Text section –
Thanks for bringing it to my attention. Besides the death tax part, I thought it was pretty good.
I'm not sure if they were pushing for more regulation, but I don't think regulation is the answer. The corporate media will still have a monopoly thanks to the FCC granting licenses to these corporations. Better to just get rid of the FCC and get the government out.

"Were it left to me to decide whether we should have a government without newspapers, or newspapers without a government, I should not hesitate a moment to prefer the latter."
- Thomas Jefferson

Relates with Moyer's show: Buying the War.

http://www.pbs.org/moyers/journal/btw/watch.html

And to the Spin documentary.

CurtisLow
07-01-2007, 10:55 PM
thanks for the links..

lucius
07-02-2007, 09:10 AM
http://video.google.com/videoplay?docid=-4467655342219448521

http://www.orwellrollsinhisgrave.com

Thanks for bringing it to my attention. Besides the death tax part, I thought it was pretty good.
I'm not sure if they were pushing for more regulation, but I don't think regulation is the answer. The corporate media will still have a monopoly thanks to the FCC granting licenses to these corporations. Better to just get rid of the FCC and get the government out.

"Were it left to me to decide whether we should have a government without newspapers, or newspapers without a government, I should not hesitate a moment to prefer the latter."
- Thomas Jefferson

Relates with Moyer's show: Buying the War.

http://www.pbs.org/moyers/journal/btw/watch.html

And to the Spin documentary.

It could of been me: http://www.ronpaulforums.com/showpost.php?p=46031&postcount=52

I give out many copies of that powerful DVD with wonderful results.

angrydragon
07-02-2007, 11:24 AM
Yah, lucius, i think it was you. Thanks.

I'll probably get the dvd soon.

Kuldebar
07-02-2007, 04:47 PM
My short review:

It is a documentary worth seeing, I do feel it misses the point on it's way to making other points.

For example, in various places several people interviewed bring up the topic of the concentration of wealth and how much harder and longer the average American worker needs to work today versus in the past in order to make ends meet... Well, that would have been a great place to have referenced the one factor that makes the whole charade possible: our inflationary monetary system and the Federal Reserve. Not only is it just one more thing never reported on by the large corporate media; the Federal Reserve and the whole corporate banking system are the actual framework used to perpetuate the continuing reign of the power elites on both sides of the corporate and political juggernaut.

Tasks and exercises –
• A. List every username in the forum thread that appears directly above a date and time.
• B. Reproduce the passage of the forum thread between "I give out many" and "the dvd soon.", inclusive.

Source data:

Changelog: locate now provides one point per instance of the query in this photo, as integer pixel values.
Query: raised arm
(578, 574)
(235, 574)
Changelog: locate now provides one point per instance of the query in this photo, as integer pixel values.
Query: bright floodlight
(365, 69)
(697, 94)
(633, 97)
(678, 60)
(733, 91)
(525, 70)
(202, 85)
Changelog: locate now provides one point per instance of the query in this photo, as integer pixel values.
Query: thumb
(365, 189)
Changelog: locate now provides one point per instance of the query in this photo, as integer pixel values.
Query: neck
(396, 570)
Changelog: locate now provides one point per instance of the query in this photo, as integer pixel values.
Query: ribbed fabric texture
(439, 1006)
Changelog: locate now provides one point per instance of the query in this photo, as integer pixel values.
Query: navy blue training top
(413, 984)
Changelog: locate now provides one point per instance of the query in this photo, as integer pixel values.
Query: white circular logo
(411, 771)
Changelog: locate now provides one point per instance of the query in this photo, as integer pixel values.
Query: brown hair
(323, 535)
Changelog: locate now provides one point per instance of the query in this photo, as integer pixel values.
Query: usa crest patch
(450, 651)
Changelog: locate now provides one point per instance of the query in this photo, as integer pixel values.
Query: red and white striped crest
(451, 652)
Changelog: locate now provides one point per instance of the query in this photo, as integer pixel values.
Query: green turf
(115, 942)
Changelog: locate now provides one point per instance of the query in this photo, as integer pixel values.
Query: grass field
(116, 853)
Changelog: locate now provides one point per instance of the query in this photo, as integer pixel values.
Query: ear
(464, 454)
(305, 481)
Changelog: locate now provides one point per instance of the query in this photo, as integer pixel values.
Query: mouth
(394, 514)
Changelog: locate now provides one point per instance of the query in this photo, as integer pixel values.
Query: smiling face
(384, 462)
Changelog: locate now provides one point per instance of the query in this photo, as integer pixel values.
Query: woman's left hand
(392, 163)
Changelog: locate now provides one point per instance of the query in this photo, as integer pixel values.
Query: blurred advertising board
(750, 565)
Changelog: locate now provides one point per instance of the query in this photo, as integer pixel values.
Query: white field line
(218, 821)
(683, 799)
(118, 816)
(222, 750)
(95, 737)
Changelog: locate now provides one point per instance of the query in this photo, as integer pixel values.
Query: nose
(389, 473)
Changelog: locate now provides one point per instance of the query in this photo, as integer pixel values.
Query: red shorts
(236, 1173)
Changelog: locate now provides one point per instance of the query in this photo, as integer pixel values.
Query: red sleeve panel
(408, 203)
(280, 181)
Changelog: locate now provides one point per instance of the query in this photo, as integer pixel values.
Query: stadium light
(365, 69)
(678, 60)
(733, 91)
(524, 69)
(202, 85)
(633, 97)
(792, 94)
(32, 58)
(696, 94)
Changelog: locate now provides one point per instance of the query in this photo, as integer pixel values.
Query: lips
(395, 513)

Solved tasks –
• A. CurtisLow, lucius, angrydragon, Kuldebar

• B.
I give out many copies of that powerful DVD with wonderful results.

angrydragon
07-02-2007, 11:24 AM
Yah, lucius, i think it was you. Thanks.

I'll probably get the dvd soon.